WHAT THE TASK ASKS: Copy the data below in full, exactly as it appears.

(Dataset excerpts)

------------------------------------------------------------------------

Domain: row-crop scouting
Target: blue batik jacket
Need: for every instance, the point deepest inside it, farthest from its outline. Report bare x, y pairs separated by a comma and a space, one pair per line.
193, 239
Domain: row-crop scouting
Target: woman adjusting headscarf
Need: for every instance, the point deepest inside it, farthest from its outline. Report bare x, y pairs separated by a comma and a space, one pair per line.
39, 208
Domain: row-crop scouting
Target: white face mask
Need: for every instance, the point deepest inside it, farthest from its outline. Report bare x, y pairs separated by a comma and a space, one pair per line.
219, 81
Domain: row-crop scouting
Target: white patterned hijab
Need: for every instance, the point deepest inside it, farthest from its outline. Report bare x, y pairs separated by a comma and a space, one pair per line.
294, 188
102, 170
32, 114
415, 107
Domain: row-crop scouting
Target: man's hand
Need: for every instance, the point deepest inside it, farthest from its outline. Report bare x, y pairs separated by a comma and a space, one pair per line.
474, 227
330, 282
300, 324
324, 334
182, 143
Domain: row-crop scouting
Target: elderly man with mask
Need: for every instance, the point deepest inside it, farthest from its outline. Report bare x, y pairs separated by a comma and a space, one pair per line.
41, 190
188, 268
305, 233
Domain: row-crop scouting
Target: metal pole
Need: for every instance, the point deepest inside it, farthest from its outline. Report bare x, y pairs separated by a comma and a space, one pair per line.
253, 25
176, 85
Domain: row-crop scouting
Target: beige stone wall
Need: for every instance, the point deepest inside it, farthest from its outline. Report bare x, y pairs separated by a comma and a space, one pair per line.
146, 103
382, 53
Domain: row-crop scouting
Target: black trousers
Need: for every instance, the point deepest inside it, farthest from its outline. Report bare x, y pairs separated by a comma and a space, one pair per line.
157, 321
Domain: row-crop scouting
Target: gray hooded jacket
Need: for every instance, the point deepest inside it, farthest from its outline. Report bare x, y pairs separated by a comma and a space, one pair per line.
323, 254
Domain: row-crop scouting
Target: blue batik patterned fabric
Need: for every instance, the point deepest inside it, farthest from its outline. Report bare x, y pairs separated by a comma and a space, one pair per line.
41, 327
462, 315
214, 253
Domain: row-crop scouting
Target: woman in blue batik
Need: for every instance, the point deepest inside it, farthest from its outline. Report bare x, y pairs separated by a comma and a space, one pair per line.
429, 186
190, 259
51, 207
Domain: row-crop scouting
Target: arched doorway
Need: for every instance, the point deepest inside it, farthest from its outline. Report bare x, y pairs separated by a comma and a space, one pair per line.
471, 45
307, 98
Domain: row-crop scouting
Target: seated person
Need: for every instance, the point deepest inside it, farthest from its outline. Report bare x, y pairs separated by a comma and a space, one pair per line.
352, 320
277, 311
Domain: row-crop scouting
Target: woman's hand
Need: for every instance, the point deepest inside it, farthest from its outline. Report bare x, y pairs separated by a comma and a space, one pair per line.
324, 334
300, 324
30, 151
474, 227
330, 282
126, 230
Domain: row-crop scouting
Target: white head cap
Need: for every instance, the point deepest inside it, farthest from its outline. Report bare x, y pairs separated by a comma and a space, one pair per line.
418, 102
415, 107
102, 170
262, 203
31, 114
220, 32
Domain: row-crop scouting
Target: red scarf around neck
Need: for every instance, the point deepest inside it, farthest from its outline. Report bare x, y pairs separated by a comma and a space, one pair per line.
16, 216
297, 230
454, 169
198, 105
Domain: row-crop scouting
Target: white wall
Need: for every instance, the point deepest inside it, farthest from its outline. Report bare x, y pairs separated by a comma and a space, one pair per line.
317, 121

------------------------------------------------------------------------

EXERCISE RESPONSE:
Domain: row-crop scouting
Target: blue batik jacket
Need: for every instance, the point deepest inside it, farthest from its outline. Report bare x, y pairs separated by a comma and a space, one pair per line.
193, 239
Domain: row-crop scouting
Target: woman adjusting headscarf
Need: for every instance, the point deepest inside it, farthest from its outline. Report bare x, y pairs separated by a comma and a space, one pair per line.
39, 208
Domain: row-crop scouting
Target: white face mask
Need: for every instance, the point deepest inside it, farthest from its outline. Report bare x, y pairs separated by a comma and a space, one pair per line.
219, 81
Domain: row-crop scouting
Target: white patterned hijab
Need: for every instance, the point deepest inside it, farthest from its outline. Report bare x, y pairs separated by a comma and a space, one pair per line.
294, 188
102, 170
32, 114
415, 107
Domain: row-crop scouting
Target: man's hand
Need: for every instance, the point deepest inside it, farthest from its outline. Report bare x, y pairs separated by a comma and a space, one pair per line.
474, 227
330, 282
300, 324
324, 334
182, 143
Domain: row-crop scouting
Target: elderly man with mask
Need: for every instance, the point deepest inside it, farthest from its outline. Report bare x, y pairs separated by a comma and a space, one pair per line.
41, 190
188, 268
305, 233
Domain: row-crop scouting
Target: metal pole
Need: for every instance, the point deepest inside it, farthest from its outline. Report bare x, y pairs separated by a comma and a space, one pair per line.
253, 25
176, 85
Domain: row-crop scouting
Target: beige stone wall
Need: for every instance, the point deepest inside it, farthest from its outline. Report bare x, y pairs separated by a comma and a space, one pair per line.
146, 103
382, 53
Domain: row-crop scouting
Target: black trousers
Need: for every instance, the point deepest inside it, farthest from its outline. Report bare x, y pairs separated by a comma and a space, one pair per line.
157, 321
Domain: row-crop scouting
Target: gray hooded jacket
Need: for every instance, the point deepest inside it, farthest from its outline. Report bare x, y pairs separated by a comma and a space, one pair per line.
323, 254
Domain: row-crop scouting
Target: blue batik patterned fabric
Need: for every instance, the point deepest inside it, farthest from its outline. Report bare x, y pairs separated by a comma and a space, one pair per line.
41, 327
462, 315
214, 253
Domain: row-crop scouting
Target: woman in blue batik
Need: for every instance, the point deepest inside it, farthest from its outline. Report bare x, y pairs separated by a comma and a space, one pair per line.
429, 186
190, 259
51, 207
Domain: row-crop scouting
Target: arched doorway
Need: for every instance, the point deepest inside it, farthest from its outline. Report bare x, y pairs separated by a comma and a space, one pair per line.
471, 45
307, 98
Domain: row-crop scouting
Target: seated person
Need: for every instance, the point deepest inside it, farthest from its outline. Report bare x, y pairs separated by a comma and a space, one pair per line.
352, 320
277, 311
Domain: row-crop scouting
Target: woman's hand
Need: for every instance, the point deepest inside it, farthest from its outline. Report bare x, y pairs separated by a comma and a space, one pair per line.
324, 334
300, 324
30, 151
474, 227
330, 282
126, 230
Domain: row-crop scouting
Target: white head cap
Need: for every instance, the point deepest inside it, farthest from its outline. Report bare x, y pairs separated by a comma and a space, one pair per line.
418, 102
415, 107
102, 170
262, 203
31, 114
220, 32
Domain: row-crop scouting
Target: red scarf around neck
Need: for every instance, the point deepest inside it, farthest from its outline. Report bare x, y pairs separated by a comma and a space, one pair per line.
16, 216
297, 230
454, 169
198, 105
Domain: row-crop scouting
Target: white wall
Need: for every instance, the point deepest inside it, farthest from its outline. Report bare x, y pairs separated by a comma and a space, one pair per line.
317, 121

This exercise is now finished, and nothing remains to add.